WORK REQUEST:
A picture-free, exact copy of all the records below is the goal.
'''
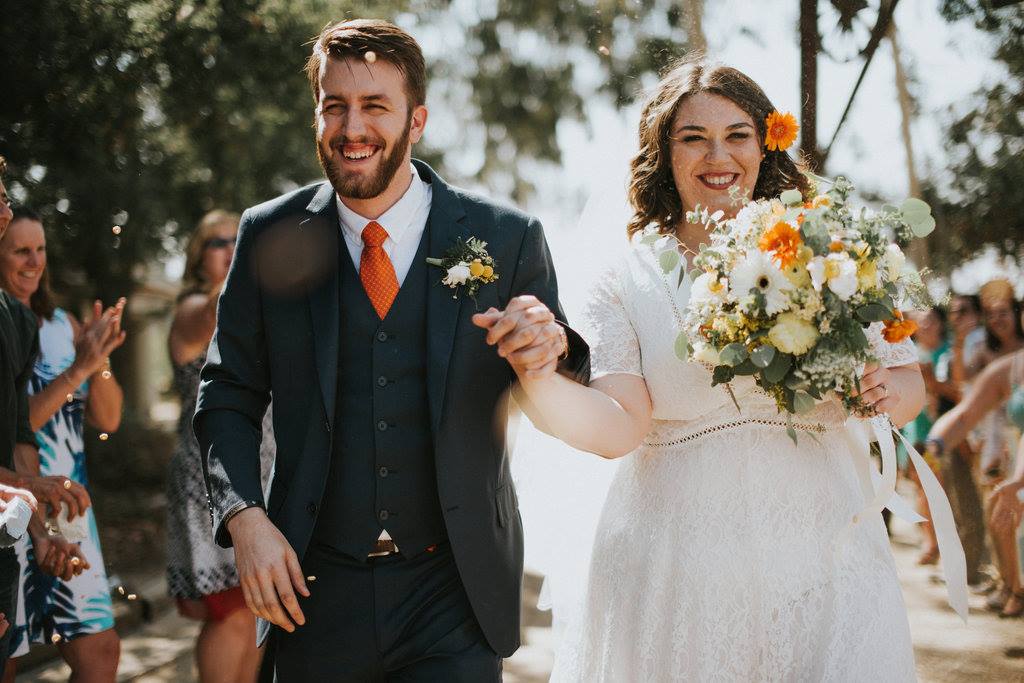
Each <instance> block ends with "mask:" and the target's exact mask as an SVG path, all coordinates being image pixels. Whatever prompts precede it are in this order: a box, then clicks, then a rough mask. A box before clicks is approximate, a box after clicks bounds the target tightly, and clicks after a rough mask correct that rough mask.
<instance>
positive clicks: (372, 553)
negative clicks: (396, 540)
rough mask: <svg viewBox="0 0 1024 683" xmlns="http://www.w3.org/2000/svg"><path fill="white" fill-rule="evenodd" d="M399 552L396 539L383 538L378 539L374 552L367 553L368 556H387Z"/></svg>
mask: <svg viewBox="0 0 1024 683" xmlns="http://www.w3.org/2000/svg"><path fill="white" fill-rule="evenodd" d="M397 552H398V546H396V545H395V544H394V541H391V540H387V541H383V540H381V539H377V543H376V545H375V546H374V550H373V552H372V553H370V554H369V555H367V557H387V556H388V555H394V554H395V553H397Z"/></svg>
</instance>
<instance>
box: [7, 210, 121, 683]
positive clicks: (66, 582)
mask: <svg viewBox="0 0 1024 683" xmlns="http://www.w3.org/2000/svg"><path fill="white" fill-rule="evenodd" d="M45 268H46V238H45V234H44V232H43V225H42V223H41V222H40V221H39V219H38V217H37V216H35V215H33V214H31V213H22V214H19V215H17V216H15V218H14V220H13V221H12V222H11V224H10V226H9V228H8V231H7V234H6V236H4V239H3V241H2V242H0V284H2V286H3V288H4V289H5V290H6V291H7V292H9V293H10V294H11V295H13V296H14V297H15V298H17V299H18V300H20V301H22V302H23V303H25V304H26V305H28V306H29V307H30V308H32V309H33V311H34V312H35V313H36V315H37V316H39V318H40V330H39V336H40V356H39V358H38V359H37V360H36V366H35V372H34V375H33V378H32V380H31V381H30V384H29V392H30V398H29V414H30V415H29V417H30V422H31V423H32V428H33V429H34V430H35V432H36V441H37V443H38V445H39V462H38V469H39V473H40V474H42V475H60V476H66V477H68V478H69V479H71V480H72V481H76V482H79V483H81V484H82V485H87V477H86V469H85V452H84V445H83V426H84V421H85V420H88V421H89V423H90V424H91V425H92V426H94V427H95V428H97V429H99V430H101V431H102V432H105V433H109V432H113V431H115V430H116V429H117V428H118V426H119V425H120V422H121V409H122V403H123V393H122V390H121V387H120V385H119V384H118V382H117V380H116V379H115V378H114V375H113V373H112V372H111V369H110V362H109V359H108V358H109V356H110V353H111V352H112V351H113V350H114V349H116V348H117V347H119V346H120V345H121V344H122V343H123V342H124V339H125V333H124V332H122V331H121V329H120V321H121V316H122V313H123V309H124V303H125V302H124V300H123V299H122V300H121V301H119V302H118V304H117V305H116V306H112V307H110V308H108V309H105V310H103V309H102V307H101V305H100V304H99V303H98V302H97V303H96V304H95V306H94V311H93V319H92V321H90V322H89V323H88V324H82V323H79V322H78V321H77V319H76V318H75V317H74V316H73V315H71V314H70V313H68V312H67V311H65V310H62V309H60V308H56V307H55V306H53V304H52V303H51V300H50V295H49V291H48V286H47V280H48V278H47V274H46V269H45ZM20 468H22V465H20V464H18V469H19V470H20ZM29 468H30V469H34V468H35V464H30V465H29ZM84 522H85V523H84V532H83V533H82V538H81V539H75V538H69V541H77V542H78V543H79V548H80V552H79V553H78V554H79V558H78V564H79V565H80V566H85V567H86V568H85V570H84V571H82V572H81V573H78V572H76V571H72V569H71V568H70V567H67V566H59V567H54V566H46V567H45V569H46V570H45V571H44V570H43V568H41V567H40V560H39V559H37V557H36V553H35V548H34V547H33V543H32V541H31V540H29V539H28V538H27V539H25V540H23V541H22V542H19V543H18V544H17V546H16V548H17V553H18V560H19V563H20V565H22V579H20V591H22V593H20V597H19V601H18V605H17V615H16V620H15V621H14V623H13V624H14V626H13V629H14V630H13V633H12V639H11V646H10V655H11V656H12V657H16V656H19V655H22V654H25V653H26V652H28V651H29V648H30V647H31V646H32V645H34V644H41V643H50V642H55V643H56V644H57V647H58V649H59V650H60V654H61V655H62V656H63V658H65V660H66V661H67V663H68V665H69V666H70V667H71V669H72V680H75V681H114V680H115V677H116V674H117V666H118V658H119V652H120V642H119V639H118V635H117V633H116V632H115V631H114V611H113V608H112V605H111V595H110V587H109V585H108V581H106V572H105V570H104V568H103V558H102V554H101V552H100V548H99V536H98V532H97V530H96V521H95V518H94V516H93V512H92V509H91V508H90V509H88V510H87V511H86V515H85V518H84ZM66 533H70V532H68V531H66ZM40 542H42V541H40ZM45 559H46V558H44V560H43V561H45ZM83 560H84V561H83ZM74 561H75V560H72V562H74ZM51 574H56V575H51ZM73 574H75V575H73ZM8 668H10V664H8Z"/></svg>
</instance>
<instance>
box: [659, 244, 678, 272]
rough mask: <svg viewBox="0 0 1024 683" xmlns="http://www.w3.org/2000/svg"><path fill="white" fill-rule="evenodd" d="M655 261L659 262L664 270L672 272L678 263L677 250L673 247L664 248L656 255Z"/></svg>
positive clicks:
'''
RESULT OF THE EXERCISE:
Each <instance> block ends with "mask:" and the target's exact mask as an SVG path, all coordinates being image pixels. Whatever prompts precede it are in this order: a box, then clicks, then a rough mask. A box before clicks is approximate, a box after clicks bounds the target tightly, and clicks after a rough mask correct that rough mask.
<instance>
positive clicks: (372, 553)
negative clicks: (396, 540)
rough mask: <svg viewBox="0 0 1024 683" xmlns="http://www.w3.org/2000/svg"><path fill="white" fill-rule="evenodd" d="M399 552L396 539L383 538L378 539L374 552L367 553L368 556H387Z"/></svg>
mask: <svg viewBox="0 0 1024 683" xmlns="http://www.w3.org/2000/svg"><path fill="white" fill-rule="evenodd" d="M397 552H398V546H396V545H395V544H394V541H391V540H387V541H383V540H381V539H377V543H376V545H375V546H374V550H373V552H372V553H370V554H369V555H367V557H387V556H388V555H394V554H395V553H397Z"/></svg>
</instance>
<instance>
box: [7, 210, 121, 683]
positive clicks: (66, 582)
mask: <svg viewBox="0 0 1024 683" xmlns="http://www.w3.org/2000/svg"><path fill="white" fill-rule="evenodd" d="M45 268H46V238H45V234H44V232H43V225H42V223H41V222H40V221H39V219H38V217H37V216H35V215H33V214H31V213H22V214H19V215H17V216H15V218H14V220H13V221H12V222H11V224H10V226H9V228H8V231H7V234H6V236H4V239H3V241H2V242H0V284H2V286H3V288H4V289H5V290H6V291H7V292H9V293H10V294H11V295H13V296H14V297H15V298H17V299H18V300H20V301H22V302H23V303H25V304H26V305H28V306H29V307H30V308H32V309H33V311H34V312H35V313H36V315H37V316H39V318H40V330H39V336H40V356H39V358H38V359H37V360H36V366H35V372H34V375H33V378H32V380H31V381H30V384H29V392H30V398H29V414H30V415H29V417H30V422H31V423H32V428H33V429H34V430H35V432H36V441H37V443H38V445H39V462H38V469H39V473H40V474H42V475H60V476H66V477H68V478H69V479H71V480H72V481H76V482H79V483H81V484H82V485H87V477H86V469H85V452H84V445H83V426H84V421H85V420H88V421H89V423H90V424H91V425H92V426H94V427H95V428H97V429H99V430H101V431H102V432H105V433H109V432H113V431H115V430H116V429H117V428H118V426H119V425H120V422H121V409H122V403H123V393H122V390H121V387H120V385H119V384H118V382H117V380H116V379H115V378H114V375H113V373H112V372H111V369H110V362H109V359H108V358H109V356H110V353H111V352H112V351H113V350H114V349H116V348H117V347H119V346H120V345H121V344H122V343H123V342H124V339H125V333H124V332H122V331H121V329H120V321H121V316H122V313H123V309H124V303H125V302H124V300H123V299H122V300H121V301H119V302H118V304H117V305H116V306H112V307H110V308H108V309H105V310H103V309H102V307H101V305H100V304H99V303H98V302H97V303H96V304H95V306H94V311H93V319H92V321H90V322H89V323H88V324H82V323H79V322H78V321H77V319H76V318H75V317H74V316H73V315H71V314H70V313H68V312H67V311H65V310H62V309H60V308H56V307H55V306H53V304H52V303H51V300H50V295H49V291H48V286H47V280H48V278H47V274H46V269H45ZM20 468H22V465H20V464H18V469H19V470H20ZM29 468H30V469H34V468H35V464H30V465H29ZM84 522H85V523H84V532H83V533H82V538H81V539H75V538H69V541H77V542H78V543H79V548H80V552H79V553H78V554H79V558H78V564H79V565H80V566H85V567H86V568H85V570H84V571H82V572H81V573H78V572H76V571H72V569H71V568H70V567H67V566H59V567H54V566H46V567H45V569H46V570H45V571H44V570H43V568H41V567H40V560H39V559H37V557H36V553H35V548H34V547H33V543H32V541H31V540H29V539H28V538H27V539H25V540H23V541H22V542H19V543H18V544H17V546H16V548H17V553H18V560H19V563H20V565H22V579H20V591H22V593H20V597H19V601H18V605H17V615H16V620H15V621H14V623H13V624H14V626H13V629H14V630H13V633H12V639H11V646H10V655H11V656H12V657H16V656H19V655H22V654H25V653H26V652H28V651H29V648H30V647H31V646H32V645H34V644H41V643H50V642H55V643H56V644H57V647H58V649H59V650H60V654H61V655H62V656H63V658H65V660H66V661H67V663H68V665H69V666H70V667H71V669H72V680H75V681H114V680H115V677H116V674H117V666H118V658H119V652H120V642H119V639H118V635H117V633H116V632H115V631H114V611H113V608H112V605H111V595H110V587H109V585H108V581H106V572H105V570H104V568H103V558H102V554H101V552H100V548H99V536H98V532H97V530H96V521H95V518H94V516H93V512H92V509H91V508H90V509H88V510H87V511H86V515H85V518H84ZM66 533H70V532H68V531H66ZM40 542H42V541H40ZM45 559H46V558H44V560H43V561H45ZM83 560H84V561H83ZM74 561H75V560H72V562H74ZM51 574H56V575H51ZM73 574H75V575H73ZM8 668H10V664H8Z"/></svg>
</instance>
<instance>
box: [659, 244, 678, 272]
rough mask: <svg viewBox="0 0 1024 683" xmlns="http://www.w3.org/2000/svg"><path fill="white" fill-rule="evenodd" d="M655 261L659 262L664 270L672 272L678 263L677 250L673 247L664 248L656 255Z"/></svg>
positive clicks:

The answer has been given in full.